#### [Work to complete]
Scan the material below for every line with the string "query", and copy those lines.
============
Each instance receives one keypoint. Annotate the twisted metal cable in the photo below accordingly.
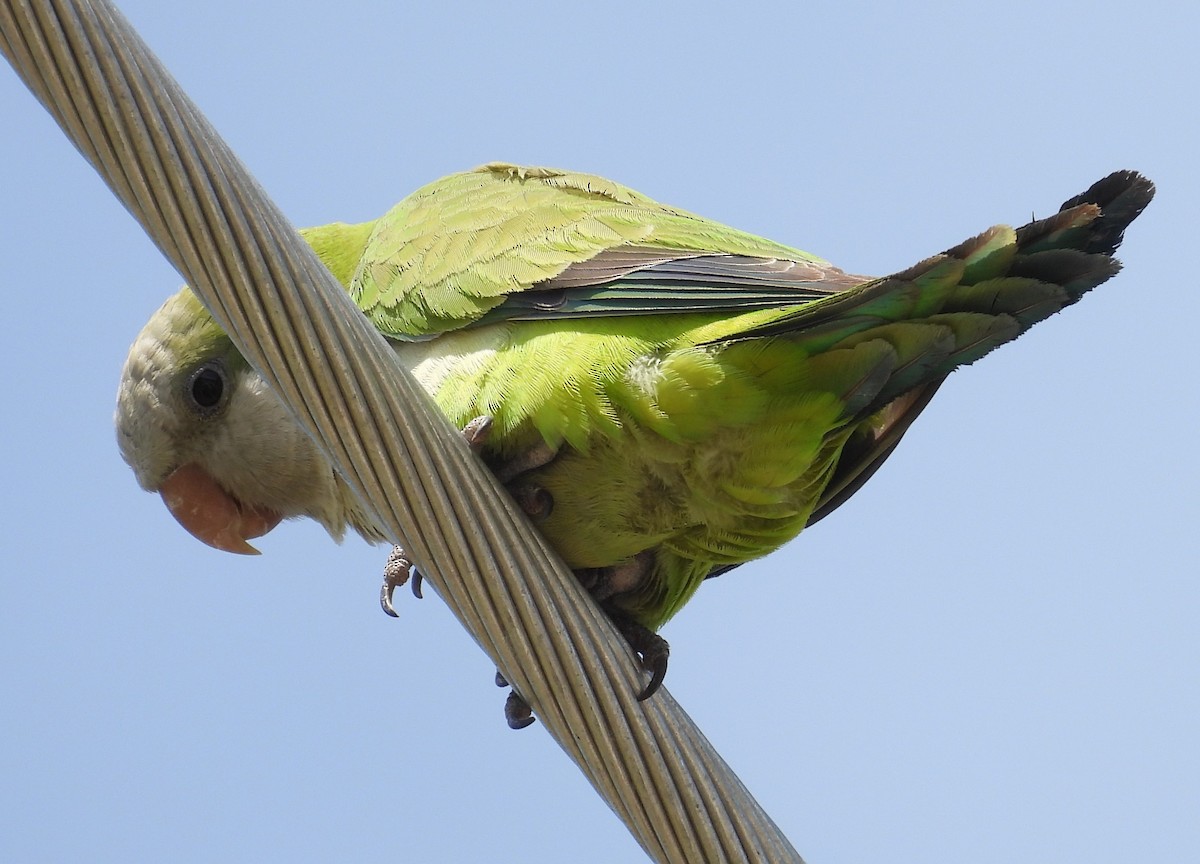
(300, 330)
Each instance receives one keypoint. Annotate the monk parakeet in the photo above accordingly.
(669, 397)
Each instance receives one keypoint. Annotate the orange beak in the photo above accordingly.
(210, 514)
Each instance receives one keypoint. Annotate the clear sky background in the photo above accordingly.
(989, 655)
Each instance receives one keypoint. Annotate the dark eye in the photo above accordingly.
(207, 387)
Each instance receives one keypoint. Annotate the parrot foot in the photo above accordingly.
(652, 649)
(535, 502)
(516, 711)
(396, 573)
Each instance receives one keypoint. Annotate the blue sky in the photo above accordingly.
(990, 654)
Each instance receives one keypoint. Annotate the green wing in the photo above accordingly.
(504, 243)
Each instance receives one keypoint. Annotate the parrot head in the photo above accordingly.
(201, 427)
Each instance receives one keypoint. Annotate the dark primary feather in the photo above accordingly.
(633, 281)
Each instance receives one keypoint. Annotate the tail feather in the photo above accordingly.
(988, 292)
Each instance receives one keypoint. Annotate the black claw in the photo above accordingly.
(517, 712)
(477, 432)
(652, 649)
(534, 502)
(395, 574)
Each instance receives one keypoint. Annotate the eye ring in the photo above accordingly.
(208, 388)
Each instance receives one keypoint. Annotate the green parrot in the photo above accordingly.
(666, 396)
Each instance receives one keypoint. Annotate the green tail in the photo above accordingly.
(953, 309)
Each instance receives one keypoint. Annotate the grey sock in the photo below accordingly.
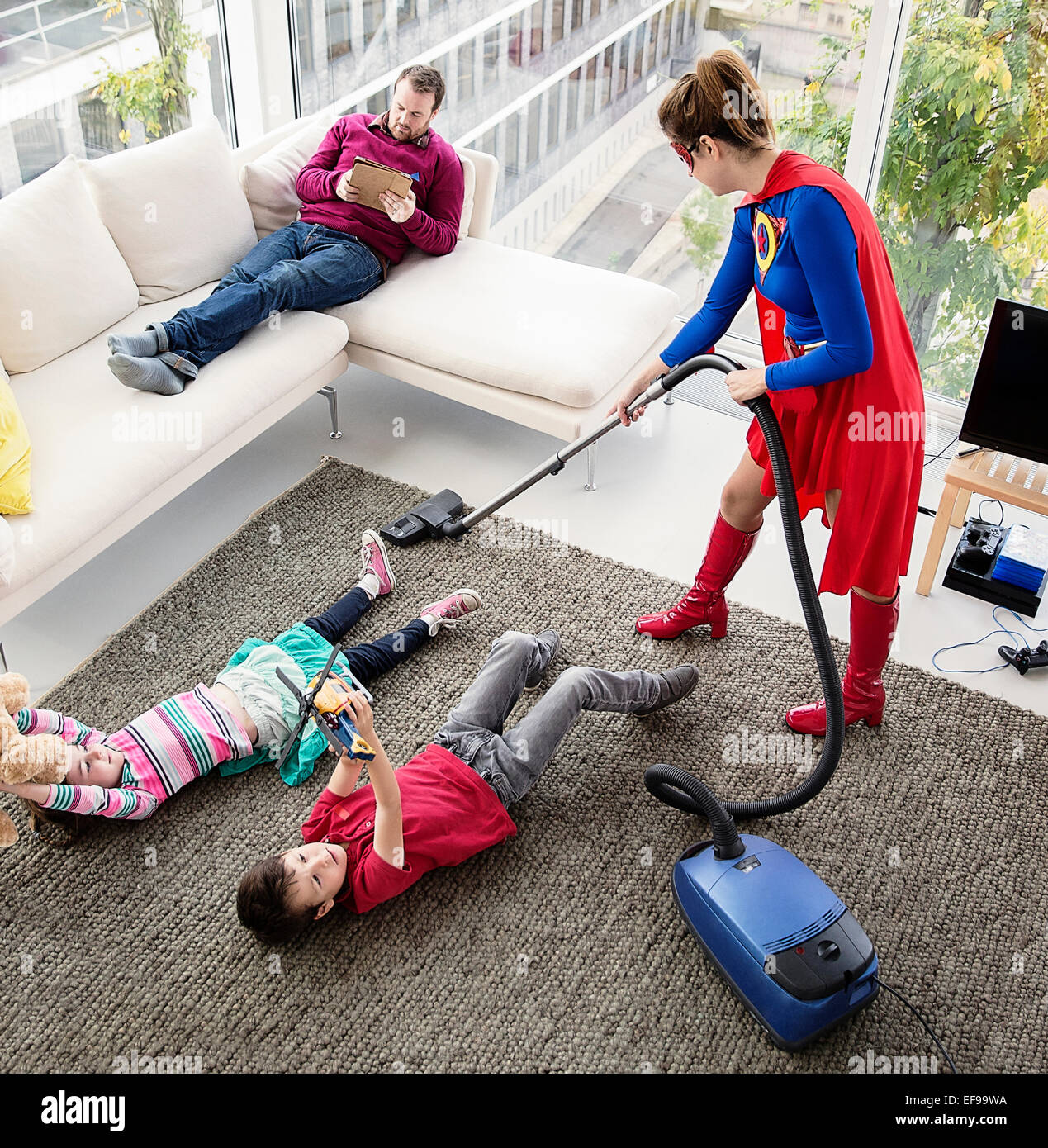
(135, 346)
(147, 374)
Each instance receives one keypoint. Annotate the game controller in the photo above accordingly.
(978, 547)
(1025, 659)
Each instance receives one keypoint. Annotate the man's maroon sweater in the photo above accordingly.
(438, 184)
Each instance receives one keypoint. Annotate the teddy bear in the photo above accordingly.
(41, 758)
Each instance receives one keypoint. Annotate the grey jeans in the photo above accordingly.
(511, 762)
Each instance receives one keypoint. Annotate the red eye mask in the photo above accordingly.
(685, 155)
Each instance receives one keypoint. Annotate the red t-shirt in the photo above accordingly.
(449, 812)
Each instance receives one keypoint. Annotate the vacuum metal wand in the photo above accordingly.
(555, 464)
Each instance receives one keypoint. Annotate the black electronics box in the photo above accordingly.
(969, 570)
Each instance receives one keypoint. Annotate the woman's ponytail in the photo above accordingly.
(720, 99)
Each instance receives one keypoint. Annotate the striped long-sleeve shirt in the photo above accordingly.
(164, 748)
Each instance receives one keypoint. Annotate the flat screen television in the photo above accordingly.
(1008, 409)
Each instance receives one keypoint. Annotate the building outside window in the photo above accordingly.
(565, 92)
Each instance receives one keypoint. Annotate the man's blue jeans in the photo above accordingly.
(301, 268)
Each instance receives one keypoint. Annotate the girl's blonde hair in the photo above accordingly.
(720, 99)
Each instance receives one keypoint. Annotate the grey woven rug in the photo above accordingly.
(562, 948)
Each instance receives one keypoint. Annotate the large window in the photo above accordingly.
(65, 71)
(962, 197)
(565, 93)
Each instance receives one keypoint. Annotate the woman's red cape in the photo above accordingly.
(862, 434)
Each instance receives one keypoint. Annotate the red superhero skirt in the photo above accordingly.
(865, 440)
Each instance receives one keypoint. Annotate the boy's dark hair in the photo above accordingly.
(262, 903)
(424, 79)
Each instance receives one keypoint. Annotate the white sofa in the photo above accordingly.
(111, 244)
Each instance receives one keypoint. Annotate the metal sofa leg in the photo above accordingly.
(591, 467)
(332, 397)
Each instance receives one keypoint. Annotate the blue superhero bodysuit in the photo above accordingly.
(799, 249)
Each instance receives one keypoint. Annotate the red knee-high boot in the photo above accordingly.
(705, 602)
(873, 626)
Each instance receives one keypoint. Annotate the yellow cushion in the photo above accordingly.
(14, 453)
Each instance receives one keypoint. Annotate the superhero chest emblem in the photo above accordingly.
(767, 237)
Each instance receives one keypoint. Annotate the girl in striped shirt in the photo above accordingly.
(244, 718)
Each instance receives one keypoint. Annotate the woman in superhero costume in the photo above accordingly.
(841, 372)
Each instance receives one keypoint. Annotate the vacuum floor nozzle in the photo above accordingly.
(426, 520)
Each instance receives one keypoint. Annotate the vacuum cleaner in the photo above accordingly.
(782, 939)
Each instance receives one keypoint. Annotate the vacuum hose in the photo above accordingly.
(680, 789)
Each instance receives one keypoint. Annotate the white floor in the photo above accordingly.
(658, 493)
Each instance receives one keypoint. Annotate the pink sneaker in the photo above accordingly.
(376, 561)
(451, 609)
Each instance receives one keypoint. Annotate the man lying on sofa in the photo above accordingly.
(336, 252)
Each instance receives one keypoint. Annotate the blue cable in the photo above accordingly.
(1001, 629)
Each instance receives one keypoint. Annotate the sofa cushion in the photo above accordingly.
(67, 279)
(470, 192)
(176, 209)
(519, 320)
(268, 182)
(131, 442)
(7, 553)
(14, 453)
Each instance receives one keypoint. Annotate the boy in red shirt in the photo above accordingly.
(362, 847)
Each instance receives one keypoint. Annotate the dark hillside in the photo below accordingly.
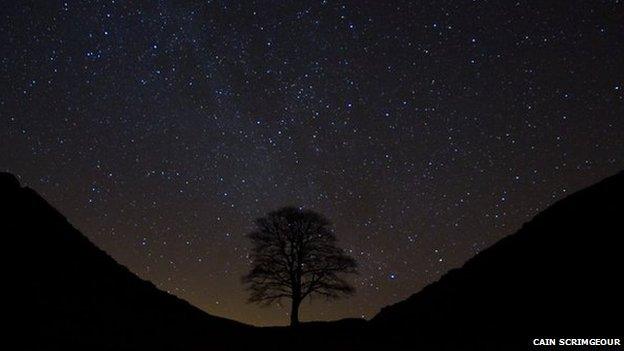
(75, 295)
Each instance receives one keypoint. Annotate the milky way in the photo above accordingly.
(424, 131)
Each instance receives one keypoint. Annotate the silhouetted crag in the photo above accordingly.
(72, 295)
(559, 275)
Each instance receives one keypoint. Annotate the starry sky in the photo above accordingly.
(425, 130)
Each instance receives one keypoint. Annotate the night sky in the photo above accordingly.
(424, 131)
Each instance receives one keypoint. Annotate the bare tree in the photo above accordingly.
(295, 256)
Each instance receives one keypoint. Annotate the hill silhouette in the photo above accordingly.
(72, 294)
(558, 276)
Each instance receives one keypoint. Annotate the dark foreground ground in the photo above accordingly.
(558, 276)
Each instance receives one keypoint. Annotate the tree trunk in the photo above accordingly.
(294, 312)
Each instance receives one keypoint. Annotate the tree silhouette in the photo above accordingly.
(295, 256)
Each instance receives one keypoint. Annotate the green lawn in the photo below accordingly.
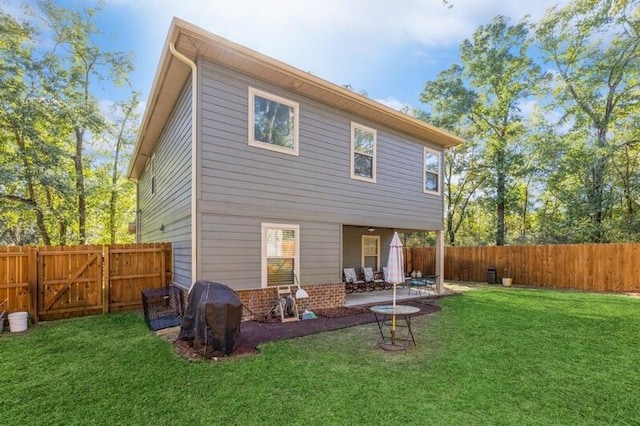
(497, 356)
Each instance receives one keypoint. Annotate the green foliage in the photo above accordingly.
(52, 130)
(550, 157)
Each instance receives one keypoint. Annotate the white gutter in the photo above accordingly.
(194, 160)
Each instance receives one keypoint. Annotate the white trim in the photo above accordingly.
(352, 151)
(296, 114)
(263, 250)
(424, 170)
(370, 237)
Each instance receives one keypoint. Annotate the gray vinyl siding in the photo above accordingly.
(231, 250)
(352, 246)
(171, 204)
(315, 185)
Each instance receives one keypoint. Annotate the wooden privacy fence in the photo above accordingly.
(53, 282)
(589, 267)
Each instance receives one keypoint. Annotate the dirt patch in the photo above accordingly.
(342, 311)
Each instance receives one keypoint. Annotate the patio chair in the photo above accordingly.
(372, 282)
(352, 283)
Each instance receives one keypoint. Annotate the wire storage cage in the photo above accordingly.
(162, 307)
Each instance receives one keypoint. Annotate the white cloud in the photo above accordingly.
(381, 46)
(306, 29)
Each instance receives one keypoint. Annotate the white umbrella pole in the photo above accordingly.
(393, 318)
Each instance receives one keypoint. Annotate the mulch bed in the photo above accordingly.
(253, 333)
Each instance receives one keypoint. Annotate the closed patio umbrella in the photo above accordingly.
(395, 272)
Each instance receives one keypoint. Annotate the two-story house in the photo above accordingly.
(256, 170)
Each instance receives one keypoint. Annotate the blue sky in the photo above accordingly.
(388, 48)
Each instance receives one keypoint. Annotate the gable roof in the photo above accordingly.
(193, 41)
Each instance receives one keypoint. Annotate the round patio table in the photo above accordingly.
(403, 314)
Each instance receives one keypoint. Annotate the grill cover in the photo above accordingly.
(212, 319)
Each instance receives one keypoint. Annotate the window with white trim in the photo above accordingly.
(363, 153)
(273, 122)
(431, 171)
(150, 170)
(280, 254)
(371, 251)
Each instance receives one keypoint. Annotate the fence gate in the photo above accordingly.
(70, 281)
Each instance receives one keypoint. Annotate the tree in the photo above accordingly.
(594, 47)
(450, 108)
(50, 128)
(80, 64)
(33, 166)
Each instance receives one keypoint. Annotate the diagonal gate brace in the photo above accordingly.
(70, 281)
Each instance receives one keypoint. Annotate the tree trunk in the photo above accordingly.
(501, 189)
(82, 203)
(40, 222)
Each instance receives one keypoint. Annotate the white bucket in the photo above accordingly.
(18, 321)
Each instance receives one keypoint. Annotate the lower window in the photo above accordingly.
(280, 254)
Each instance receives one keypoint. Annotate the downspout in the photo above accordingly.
(194, 160)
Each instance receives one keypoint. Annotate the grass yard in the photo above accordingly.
(497, 356)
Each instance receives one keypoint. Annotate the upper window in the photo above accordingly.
(431, 171)
(280, 254)
(273, 122)
(363, 153)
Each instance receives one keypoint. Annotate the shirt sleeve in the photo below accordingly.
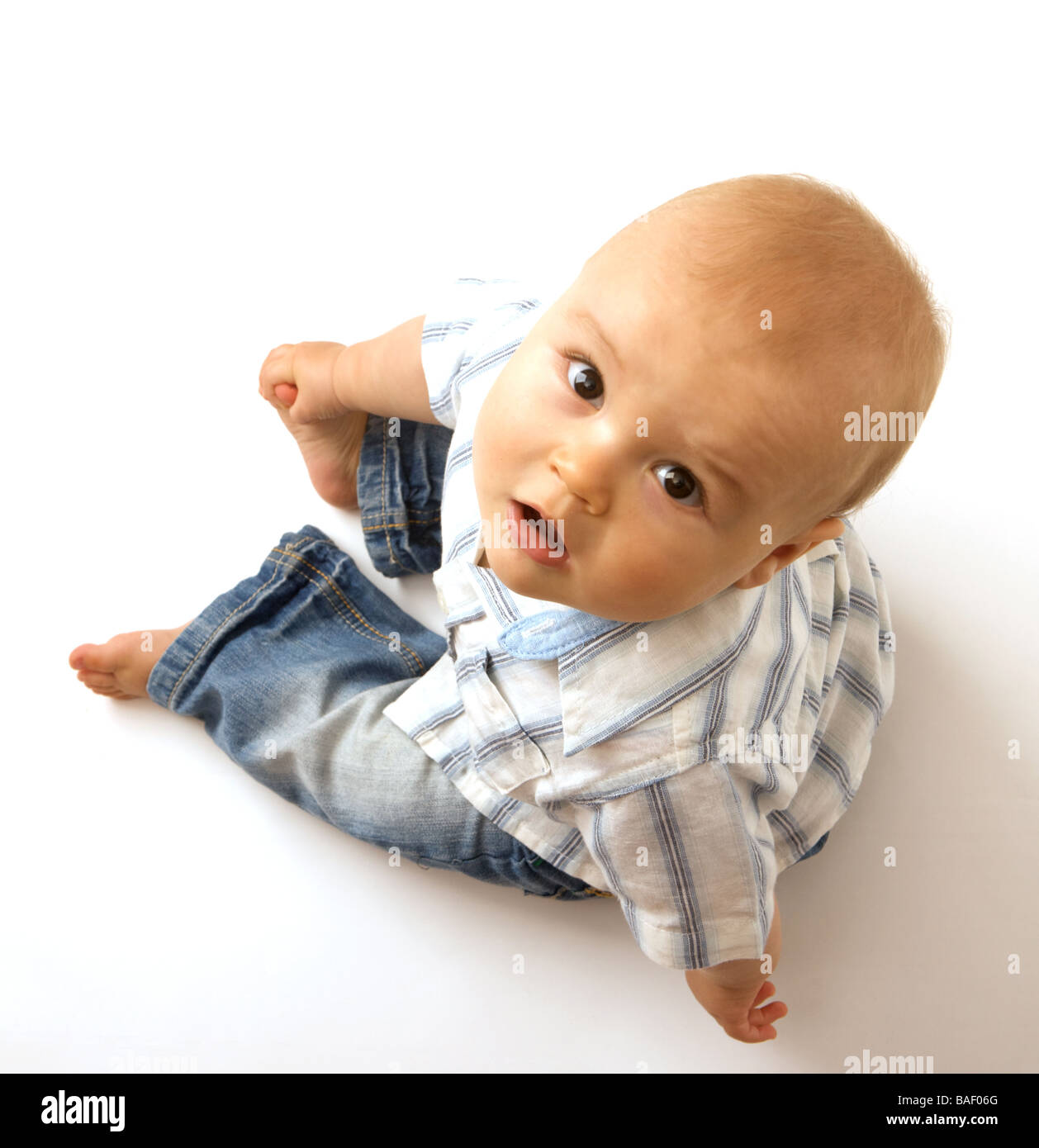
(856, 691)
(461, 331)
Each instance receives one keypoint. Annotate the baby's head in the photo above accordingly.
(682, 414)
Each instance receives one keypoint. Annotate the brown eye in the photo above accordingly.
(586, 380)
(679, 483)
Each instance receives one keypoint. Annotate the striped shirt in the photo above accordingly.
(680, 765)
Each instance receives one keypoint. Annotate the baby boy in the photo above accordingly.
(667, 650)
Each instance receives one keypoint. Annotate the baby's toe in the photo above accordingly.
(92, 657)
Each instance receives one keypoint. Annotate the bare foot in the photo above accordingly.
(121, 667)
(331, 449)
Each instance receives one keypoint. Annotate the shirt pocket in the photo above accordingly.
(504, 754)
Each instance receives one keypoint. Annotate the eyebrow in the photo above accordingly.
(723, 477)
(591, 323)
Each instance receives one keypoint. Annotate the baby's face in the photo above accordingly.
(648, 427)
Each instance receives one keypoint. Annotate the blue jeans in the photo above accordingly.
(291, 670)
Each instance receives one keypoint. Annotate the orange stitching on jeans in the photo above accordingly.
(344, 600)
(211, 636)
(382, 526)
(331, 603)
(389, 544)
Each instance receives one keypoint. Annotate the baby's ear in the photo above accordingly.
(789, 553)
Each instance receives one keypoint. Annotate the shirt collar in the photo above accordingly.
(530, 627)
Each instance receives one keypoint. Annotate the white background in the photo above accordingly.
(187, 186)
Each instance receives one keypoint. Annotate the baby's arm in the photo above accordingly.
(320, 380)
(733, 992)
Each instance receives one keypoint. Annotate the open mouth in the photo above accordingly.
(538, 538)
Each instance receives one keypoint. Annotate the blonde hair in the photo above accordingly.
(850, 302)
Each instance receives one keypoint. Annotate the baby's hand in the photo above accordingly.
(300, 378)
(736, 1007)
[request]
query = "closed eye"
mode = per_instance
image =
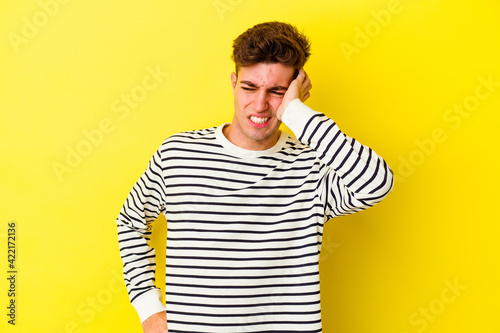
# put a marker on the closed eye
(278, 93)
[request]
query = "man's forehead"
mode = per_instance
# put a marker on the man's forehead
(266, 75)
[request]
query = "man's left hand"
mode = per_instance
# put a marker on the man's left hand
(298, 88)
============
#### [Task response]
query = "closed eye"
query = "man's forehead"
query = "man's left hand"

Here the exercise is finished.